— Passage shown —

The Iranian deal: Let’s look at the facts
David R. Adelman July 30, 2015 Des Moines Register
The discussion relating to the Iranian nuclear agreement has become a debate of political rhetoric, where one side continues to blast the president with exaggerated and offensive comments and the other side accusing those against the deal as warmongers. The rhetoric, on both sides, distracts from the conversation the American public deserves. A public debate on the merits of the agreement and its close scrutiny by Congress is healthy if the focus is on the facts.
Between July 11 and 19, I traveled to Israel with a group of progressive leaders from Iowa and New Hampshire. The trip consisted of discussions with elected officials at the Knesset, traveling into Ramallah to meet with Chief Palestinian Negotiator Saeb Erekat, and meeting with regular Israeli Arabs and Jews. On July 14 the Iranian nuclear agreement was announced. Our group listened to a wide spectrum of views and opinions on issues ranging from the Palestinian peace process, high-tech innovation and social/cultural norms. However, the morning after the announced agreement there was uniformity in thought about the framework (details had not yet been published) of the agreement. Regardless of whether we spoke with Israeli Jews or Arabs from the right or left of the political spectrum, a sense of panic had descended on Israel.
The concern that transcended both the Jews and Arabs we spoke with was the fact America’s allies (Israel, Jordan, Saudi Arabia) were not at the table during these negotiations and the Iranian government/Revolutionary Guard has acted and has stated they will continue to act against these U.S. allies in the region by destabilizing areas like Yemen, Syria, Lebanon, Gaza and Libya. The framework did not include any language requiring the Iranians to cease these activities or curb their military prowess.
President Barack Obama and Secretary of State John Kerry expended extraordinary efforts in crafting this agreement. The diplomatic and economic pressures applied were successful in bringing Iran to the negotiating table. If the deal is rejected by Congress, it will force the Iranians back to negotiate with an understanding the American people are serious about a better deal.
The agreement does have some positive points, which include suspending the Iranian nuclear program. The reactor in Arak, the facility in Natanz and Fordow will stop threatening the world in the next decade. Reducing the number of centrifuges and the amount of enriched uranium and monitoring the known sites — these are all substantial achievements. However, from the very moment of the deal’s announcement, Iranian leaders have directly contradicted U.S. positions and denied their key commitments.

— Explore the material —
1. According to the op-ed on the Iranian nuclear deal, which three U.S. allies were not at the negotiating table?
2. Continue the op-ed on the Iranian nuclear deal from its final sentence.

— Provided records —
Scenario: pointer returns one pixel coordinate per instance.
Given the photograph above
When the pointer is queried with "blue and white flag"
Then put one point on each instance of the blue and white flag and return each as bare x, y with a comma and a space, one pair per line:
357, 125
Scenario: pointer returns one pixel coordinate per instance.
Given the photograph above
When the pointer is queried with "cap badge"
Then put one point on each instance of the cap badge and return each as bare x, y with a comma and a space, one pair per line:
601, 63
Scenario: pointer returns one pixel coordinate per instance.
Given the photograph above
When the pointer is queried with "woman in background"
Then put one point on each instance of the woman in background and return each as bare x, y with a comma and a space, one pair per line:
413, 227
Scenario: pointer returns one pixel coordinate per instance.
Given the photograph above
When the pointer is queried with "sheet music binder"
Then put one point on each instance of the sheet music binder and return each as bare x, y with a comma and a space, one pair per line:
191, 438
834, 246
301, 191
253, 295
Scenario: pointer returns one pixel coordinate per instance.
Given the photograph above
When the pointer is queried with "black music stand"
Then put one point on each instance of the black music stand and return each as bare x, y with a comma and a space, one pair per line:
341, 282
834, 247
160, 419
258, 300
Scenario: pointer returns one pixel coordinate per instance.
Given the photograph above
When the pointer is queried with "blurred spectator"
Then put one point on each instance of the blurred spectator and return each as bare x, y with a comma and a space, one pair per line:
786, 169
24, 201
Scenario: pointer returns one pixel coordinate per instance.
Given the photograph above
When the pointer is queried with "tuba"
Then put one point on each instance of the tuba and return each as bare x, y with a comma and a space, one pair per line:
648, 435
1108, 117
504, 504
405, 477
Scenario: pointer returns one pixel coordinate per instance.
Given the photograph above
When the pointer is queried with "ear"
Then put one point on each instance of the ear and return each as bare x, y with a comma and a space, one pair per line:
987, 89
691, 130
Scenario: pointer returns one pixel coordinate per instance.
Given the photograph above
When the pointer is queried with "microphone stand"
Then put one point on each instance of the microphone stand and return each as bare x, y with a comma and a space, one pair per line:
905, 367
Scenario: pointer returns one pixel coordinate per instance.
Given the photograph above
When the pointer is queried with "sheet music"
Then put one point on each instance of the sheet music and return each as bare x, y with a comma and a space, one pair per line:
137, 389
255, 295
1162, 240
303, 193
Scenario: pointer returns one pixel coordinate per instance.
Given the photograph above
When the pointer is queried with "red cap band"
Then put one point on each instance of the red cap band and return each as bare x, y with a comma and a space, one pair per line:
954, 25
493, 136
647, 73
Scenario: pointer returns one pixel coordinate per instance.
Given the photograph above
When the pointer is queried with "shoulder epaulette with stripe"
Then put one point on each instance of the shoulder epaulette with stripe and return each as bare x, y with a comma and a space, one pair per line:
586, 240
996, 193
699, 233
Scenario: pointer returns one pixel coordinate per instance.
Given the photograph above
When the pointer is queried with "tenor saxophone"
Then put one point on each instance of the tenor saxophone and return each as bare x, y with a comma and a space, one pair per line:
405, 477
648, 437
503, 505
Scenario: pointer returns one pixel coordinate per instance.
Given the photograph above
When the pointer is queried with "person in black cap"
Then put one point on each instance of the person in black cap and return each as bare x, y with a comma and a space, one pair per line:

— Numbered responses —
1. Israel, Jordan, and Saudi Arabia.

2.
Among my concerns with the agreement are that Iran is reaping huge rewards for giving up something it denied in the first place. The deal fails to provide adequate oversight and enforcement. It does not provide for “anytime, anywhere” inspections and allows the Iranians to take their own soil samples.
The agreement strengthens the Iranian regime and its support of terrorism by freeing up billions of dollars, allowing Iran to bolster its support for Hezbollah, Hamas and other terrorist organizations destabilizing the region. On July 21, Iran’s deputy foreign minister said the nuclear deal did not include limitations on Iran’s weapons capabilities and Tehran would keep arming its regional allies. On July 28, Hezbollah leader, Hassan Nasrallah, reiterated his desire to eradicate Israel and the Jewish people. Further, the deal legitimizes Iran as a nuclear threshold state as it leaves the majority of Iran’s extensive nuclear infrastructure intact, and allows virtually instant “breakout time” after 15 years.
Those who believe in a stable Middle East and recognize Israel’s right to exist should be opposed to the deal, as a statement of values and principles.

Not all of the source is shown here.